# START OF Supplied records

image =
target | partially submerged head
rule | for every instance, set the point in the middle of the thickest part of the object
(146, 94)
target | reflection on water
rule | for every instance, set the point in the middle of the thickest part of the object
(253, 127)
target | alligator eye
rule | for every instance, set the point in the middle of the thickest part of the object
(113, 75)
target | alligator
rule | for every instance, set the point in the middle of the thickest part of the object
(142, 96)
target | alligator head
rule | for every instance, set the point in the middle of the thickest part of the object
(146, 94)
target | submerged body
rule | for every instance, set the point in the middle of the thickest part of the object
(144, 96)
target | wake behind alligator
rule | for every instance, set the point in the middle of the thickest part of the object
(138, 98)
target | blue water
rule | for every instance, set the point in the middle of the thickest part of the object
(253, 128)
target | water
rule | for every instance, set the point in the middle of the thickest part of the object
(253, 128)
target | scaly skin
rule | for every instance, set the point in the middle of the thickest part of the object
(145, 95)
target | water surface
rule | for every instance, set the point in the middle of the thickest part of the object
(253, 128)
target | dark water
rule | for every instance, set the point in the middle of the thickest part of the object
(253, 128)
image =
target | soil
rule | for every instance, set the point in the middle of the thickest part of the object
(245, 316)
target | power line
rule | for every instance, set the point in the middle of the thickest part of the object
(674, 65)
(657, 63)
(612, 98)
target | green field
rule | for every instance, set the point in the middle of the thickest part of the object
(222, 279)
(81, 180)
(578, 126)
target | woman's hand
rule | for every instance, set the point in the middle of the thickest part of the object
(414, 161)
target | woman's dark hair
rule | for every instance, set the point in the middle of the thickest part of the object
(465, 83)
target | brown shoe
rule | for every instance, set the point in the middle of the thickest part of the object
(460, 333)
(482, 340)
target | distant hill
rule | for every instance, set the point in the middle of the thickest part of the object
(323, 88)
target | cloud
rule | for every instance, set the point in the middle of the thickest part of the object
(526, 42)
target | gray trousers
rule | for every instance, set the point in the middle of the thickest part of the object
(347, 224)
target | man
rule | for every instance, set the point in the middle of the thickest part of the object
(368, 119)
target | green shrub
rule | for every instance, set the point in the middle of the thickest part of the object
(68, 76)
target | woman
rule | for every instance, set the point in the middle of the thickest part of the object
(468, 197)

# END OF Supplied records

(The problem) Revise the data from the line that has "target | man" through the end, putting "widest part" in place of "thickest part" and leaving everything else unchanged.

(Task answer)
target | man
rule | for every instance, set the point in the middle of the widest part of the object
(368, 119)
target | green shrub
rule | for every instance, set the point in the middle of the widest part of the object
(68, 76)
target | woman
rule | for every instance, set the point in the middle of the widest part of the object
(468, 197)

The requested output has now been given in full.